» PROBLEM TO SOLVE: Within the entries below, find the portion that opens with the line containing "cloud in the photo above." and closes with the line containing "slope in the photo above.". Retype that portion exactly and only.

Image point grounding data:
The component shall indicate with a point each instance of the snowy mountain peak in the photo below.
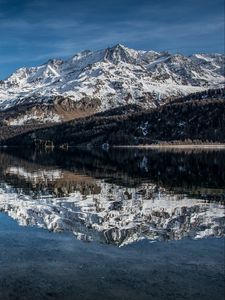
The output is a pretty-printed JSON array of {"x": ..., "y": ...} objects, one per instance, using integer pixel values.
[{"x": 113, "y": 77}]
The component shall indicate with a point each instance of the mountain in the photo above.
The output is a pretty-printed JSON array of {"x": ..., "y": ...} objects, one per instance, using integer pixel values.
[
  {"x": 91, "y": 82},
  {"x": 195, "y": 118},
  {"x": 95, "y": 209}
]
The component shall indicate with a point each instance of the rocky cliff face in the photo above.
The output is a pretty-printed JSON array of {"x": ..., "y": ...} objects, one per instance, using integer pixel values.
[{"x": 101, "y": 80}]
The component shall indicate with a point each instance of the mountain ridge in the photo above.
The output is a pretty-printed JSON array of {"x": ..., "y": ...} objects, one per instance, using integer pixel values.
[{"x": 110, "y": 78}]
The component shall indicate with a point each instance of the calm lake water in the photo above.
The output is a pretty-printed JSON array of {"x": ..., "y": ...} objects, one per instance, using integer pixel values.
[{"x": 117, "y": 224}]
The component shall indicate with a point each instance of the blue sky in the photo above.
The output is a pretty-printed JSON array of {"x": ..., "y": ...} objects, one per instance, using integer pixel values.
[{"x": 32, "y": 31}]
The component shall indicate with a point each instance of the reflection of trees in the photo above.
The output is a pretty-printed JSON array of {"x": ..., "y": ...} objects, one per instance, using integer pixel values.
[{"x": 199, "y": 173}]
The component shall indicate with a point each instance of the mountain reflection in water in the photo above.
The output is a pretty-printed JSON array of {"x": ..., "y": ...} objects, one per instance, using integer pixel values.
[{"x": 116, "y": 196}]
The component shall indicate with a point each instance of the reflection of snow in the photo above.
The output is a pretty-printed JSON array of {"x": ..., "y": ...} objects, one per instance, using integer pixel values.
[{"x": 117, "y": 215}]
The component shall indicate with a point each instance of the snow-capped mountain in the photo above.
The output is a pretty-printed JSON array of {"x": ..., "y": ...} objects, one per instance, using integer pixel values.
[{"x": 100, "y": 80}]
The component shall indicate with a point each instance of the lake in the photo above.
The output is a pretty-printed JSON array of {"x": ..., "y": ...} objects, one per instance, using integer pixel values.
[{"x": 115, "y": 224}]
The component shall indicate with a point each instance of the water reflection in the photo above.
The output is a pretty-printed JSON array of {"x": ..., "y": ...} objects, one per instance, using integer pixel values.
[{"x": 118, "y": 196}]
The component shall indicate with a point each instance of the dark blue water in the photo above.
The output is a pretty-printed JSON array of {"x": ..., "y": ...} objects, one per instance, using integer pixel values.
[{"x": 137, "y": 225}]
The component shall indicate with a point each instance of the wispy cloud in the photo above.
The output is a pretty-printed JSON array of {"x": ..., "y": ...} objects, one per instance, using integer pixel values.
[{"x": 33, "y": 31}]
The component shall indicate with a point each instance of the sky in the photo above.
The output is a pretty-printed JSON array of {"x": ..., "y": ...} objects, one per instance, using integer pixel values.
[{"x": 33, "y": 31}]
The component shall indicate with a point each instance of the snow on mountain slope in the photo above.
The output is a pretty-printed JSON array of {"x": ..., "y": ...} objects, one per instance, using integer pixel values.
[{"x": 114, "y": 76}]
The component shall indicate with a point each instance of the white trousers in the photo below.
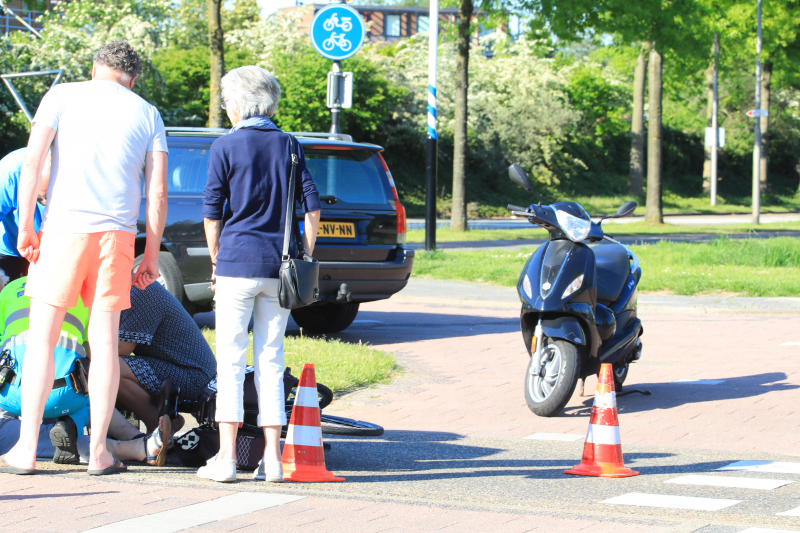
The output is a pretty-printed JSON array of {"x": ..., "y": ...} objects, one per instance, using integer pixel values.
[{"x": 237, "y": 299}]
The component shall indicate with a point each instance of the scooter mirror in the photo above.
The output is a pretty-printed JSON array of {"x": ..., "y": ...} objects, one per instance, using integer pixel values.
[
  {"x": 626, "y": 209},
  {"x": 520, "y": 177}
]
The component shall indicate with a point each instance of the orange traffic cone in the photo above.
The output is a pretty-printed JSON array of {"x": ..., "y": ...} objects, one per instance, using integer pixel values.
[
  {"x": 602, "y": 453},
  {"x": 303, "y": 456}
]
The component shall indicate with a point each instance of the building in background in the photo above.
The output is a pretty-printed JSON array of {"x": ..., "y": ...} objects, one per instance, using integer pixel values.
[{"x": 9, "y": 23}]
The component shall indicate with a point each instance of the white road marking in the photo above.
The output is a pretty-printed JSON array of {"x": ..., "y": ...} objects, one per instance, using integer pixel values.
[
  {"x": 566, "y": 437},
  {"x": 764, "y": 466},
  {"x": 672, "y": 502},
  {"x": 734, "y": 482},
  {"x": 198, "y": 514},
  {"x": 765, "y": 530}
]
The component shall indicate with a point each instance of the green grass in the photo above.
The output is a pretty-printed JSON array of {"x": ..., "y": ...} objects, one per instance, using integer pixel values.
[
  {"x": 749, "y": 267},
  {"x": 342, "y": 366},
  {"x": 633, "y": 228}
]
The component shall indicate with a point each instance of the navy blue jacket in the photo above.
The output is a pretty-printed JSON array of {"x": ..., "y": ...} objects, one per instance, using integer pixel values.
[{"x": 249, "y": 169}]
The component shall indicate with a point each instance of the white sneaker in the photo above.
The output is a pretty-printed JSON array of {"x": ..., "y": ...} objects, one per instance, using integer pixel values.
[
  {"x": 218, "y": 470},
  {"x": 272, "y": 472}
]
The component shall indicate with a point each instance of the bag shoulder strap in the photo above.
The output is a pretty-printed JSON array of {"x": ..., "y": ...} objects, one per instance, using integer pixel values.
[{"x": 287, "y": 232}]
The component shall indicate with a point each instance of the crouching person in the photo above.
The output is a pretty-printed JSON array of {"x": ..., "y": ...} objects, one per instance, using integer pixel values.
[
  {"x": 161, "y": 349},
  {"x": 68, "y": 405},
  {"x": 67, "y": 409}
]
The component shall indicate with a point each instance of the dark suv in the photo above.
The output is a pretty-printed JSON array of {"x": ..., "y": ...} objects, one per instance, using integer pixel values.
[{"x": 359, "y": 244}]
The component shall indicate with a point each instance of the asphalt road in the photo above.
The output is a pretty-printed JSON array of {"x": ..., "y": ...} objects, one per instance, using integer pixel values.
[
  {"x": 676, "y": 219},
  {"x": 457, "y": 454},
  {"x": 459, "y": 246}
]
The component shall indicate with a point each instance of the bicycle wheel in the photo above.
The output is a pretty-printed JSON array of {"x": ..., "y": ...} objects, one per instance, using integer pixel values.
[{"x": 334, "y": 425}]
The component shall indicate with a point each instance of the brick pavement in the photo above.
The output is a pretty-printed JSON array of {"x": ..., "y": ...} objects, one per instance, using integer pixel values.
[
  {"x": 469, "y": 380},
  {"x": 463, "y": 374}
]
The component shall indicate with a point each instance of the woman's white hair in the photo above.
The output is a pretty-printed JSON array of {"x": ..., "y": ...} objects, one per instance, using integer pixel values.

» REPLY TO THE TASK:
The component shall indicate with a point each instance of the wispy cloud in the photo above.
The output is a pretty-printed JSON array of {"x": ..., "y": ...} objects, one per instance, using integer pixel values.
[{"x": 33, "y": 31}]
The component shall indicate with a point each instance of the sky in the photo above.
The output is a pretty-printed JSON array of {"x": ..., "y": ...} objects, one per instance, using integer pixel values.
[{"x": 33, "y": 31}]
The component shall indicate with a point each instance of the snow on mountain slope in the photo above.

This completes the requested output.